PETUNJUK »
Menurut teks halaman tentang insentif berbasis publikasi internasional, mengapa derita para periset belum akan berakhir?

Insentif Berbasis Publikasi Internasional
Agus Purwanto, FISIKAWAN TEORETIK ITS
Sumber : KOMPAS, 19 November 2011
Dunia
riset kita masih karut-marut dan derita para periset belum akan berakhir karena
gaji dan penghargaan masih jauh dari memadai. Demikian isi utama laporan Kompas
tentang riset dan aneka masalahnya di Tanah Air.
Dari
sekian banyak masalah riset yang disorot, diulas, dan diusulkan oleh Liek
Wilardjo (Kompas, 30/9/2011) serta Tri Ratnawati dan Satryo BS (Kompas,
1/11/2011), ada satu yang masih belum mendapat perhatian, yakni ilmuwan sejati
yang telah eksis. Di tengah keadaan yang jauh dari kondusif, dengan berbagai
cara dan komitmen, mereka berhasil membuktikan kerja sebagai ilmuwan sejati.

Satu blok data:
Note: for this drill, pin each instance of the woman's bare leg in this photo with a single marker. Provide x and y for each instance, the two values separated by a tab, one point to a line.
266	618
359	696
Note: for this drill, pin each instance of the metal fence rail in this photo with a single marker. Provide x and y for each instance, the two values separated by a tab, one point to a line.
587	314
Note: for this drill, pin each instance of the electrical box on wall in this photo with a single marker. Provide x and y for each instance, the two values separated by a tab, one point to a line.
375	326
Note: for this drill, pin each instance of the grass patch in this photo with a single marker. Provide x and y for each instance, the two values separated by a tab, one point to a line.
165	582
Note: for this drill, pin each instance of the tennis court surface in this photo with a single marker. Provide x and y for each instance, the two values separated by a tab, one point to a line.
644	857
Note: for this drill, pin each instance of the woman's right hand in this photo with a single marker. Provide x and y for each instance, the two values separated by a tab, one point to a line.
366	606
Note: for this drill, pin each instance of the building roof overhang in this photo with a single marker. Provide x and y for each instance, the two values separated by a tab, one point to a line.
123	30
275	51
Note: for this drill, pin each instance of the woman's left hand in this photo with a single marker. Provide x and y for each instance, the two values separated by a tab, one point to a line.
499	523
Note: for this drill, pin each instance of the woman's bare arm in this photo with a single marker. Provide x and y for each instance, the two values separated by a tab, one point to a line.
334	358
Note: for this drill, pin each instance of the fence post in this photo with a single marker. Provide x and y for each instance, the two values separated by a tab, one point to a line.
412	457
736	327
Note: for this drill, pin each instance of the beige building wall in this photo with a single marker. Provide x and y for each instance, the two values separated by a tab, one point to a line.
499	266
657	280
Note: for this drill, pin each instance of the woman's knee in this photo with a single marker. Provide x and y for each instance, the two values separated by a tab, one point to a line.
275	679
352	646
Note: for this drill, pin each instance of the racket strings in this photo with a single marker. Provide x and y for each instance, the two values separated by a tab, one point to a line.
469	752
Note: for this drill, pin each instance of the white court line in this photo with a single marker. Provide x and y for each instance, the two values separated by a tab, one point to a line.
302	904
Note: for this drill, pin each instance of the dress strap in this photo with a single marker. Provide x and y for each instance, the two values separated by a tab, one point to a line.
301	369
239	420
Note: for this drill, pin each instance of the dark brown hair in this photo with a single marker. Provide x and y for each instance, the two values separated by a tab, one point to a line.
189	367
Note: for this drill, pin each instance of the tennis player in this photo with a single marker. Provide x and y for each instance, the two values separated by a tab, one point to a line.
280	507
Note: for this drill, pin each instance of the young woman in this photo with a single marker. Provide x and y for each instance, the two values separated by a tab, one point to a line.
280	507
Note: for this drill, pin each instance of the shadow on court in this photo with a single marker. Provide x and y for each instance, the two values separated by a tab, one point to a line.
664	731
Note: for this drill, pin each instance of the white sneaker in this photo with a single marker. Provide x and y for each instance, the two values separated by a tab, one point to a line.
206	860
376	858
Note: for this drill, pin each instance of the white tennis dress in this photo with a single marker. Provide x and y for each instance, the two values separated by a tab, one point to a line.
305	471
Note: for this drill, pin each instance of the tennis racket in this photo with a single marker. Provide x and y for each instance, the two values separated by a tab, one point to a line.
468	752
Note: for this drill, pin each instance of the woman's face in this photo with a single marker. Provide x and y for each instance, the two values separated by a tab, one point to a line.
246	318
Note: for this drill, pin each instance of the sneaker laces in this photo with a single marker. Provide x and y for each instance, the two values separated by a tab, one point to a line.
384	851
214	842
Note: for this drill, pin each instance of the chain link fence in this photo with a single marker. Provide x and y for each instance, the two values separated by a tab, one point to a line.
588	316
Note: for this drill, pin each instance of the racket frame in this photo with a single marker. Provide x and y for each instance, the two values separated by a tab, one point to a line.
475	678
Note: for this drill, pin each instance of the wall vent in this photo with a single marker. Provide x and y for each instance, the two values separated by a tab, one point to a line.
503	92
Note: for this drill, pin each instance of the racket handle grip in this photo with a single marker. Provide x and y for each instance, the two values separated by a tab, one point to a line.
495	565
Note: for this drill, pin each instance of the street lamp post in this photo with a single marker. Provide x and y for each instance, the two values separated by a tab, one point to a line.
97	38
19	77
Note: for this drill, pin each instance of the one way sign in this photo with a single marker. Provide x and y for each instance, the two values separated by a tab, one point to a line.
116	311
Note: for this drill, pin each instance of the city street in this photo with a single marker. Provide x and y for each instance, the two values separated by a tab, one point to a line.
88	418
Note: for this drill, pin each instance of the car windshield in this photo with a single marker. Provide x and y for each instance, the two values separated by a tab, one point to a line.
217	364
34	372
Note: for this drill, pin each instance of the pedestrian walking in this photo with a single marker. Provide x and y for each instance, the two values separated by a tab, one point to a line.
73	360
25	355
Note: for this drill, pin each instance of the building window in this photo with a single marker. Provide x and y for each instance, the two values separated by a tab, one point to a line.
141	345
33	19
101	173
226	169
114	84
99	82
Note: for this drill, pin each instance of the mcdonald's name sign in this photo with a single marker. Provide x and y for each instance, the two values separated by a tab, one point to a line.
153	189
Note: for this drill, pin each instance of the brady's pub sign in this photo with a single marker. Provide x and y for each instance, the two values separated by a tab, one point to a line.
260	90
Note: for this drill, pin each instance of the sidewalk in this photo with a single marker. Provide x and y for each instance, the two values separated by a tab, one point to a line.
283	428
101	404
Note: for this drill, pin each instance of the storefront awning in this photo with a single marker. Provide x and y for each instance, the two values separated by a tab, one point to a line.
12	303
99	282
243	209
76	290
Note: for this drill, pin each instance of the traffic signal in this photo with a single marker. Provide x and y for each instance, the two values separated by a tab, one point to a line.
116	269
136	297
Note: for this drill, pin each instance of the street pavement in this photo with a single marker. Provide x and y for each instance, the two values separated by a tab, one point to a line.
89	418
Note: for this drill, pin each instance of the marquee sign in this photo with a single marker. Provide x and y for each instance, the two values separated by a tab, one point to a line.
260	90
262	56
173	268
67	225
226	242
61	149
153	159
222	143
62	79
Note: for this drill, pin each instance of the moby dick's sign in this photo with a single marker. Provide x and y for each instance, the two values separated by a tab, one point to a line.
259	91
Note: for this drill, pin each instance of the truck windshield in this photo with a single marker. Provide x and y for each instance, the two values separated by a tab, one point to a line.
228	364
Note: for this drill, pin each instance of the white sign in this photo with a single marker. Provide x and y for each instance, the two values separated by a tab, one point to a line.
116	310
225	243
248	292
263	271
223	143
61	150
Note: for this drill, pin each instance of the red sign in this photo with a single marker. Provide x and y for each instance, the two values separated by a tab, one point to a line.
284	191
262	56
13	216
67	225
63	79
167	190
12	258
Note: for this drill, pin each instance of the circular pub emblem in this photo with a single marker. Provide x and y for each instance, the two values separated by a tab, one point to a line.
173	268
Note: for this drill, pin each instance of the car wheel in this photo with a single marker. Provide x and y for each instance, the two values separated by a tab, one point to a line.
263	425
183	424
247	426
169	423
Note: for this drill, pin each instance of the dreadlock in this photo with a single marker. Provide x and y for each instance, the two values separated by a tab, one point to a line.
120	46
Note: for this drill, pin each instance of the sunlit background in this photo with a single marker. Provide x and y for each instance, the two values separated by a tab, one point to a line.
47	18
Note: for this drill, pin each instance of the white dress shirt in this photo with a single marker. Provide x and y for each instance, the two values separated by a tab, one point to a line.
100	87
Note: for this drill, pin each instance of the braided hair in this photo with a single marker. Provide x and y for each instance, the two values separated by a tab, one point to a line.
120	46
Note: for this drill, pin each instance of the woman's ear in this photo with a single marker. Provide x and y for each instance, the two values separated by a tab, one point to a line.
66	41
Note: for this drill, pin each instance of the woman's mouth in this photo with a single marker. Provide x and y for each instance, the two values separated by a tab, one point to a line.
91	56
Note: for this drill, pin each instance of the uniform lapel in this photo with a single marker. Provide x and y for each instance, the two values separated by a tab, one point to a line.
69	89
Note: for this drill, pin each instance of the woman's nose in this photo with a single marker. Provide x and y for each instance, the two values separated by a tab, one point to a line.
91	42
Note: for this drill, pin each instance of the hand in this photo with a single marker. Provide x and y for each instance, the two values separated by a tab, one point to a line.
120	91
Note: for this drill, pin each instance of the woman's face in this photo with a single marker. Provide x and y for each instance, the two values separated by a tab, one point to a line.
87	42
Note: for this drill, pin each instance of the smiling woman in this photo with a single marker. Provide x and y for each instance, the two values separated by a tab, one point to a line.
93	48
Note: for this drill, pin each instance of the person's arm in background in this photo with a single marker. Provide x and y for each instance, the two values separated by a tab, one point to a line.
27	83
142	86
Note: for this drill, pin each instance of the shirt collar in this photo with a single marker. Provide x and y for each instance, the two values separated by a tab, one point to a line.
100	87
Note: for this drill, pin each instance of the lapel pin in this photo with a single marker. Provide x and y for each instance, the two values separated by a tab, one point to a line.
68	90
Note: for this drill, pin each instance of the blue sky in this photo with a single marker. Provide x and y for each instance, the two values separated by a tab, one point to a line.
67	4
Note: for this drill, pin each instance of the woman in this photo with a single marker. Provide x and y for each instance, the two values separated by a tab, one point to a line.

JAWABAN TUGAS »
Karena gaji dan penghargaan masih jauh dari memadai.